Which lines of the items below contain the word "forest"? Show each of those lines in full.

___ DATA PROVIDED ___

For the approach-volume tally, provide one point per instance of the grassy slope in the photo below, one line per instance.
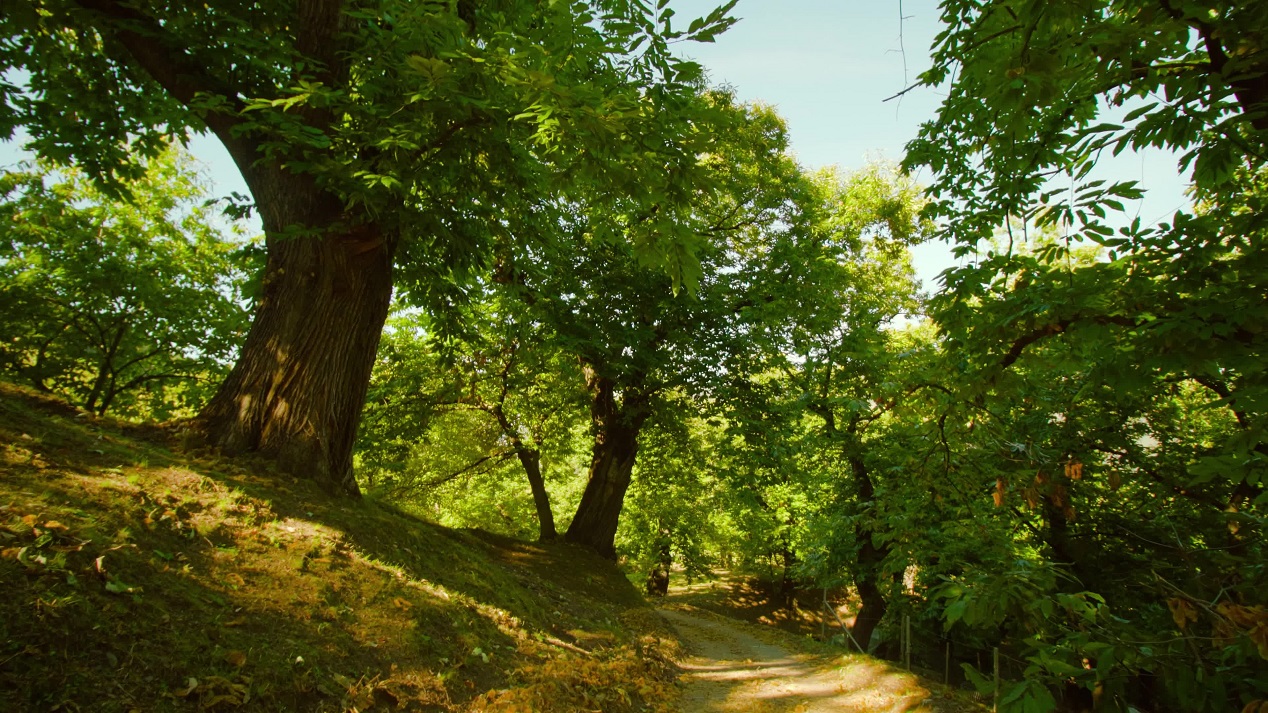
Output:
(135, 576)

___
___ DATA PROVIDED ___

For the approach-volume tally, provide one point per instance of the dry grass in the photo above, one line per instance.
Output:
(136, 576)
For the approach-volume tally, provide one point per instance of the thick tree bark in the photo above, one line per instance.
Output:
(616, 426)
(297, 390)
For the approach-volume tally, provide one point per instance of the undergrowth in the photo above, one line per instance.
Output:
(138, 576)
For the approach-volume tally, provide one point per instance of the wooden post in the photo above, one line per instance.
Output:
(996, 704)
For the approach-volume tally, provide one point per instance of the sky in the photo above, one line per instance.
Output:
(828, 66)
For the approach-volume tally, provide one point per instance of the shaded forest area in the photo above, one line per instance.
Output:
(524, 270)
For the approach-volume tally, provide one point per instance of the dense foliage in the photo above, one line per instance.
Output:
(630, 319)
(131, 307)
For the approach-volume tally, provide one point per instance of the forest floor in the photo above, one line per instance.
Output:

___

> **CORRECT RESULT**:
For the approach-volume tally, provide one point per instance of the shaded forest area in the photo above, one line per instance.
For the approach-volume tally, provide one point per instance of the forest floor in the photo above, one line per instance.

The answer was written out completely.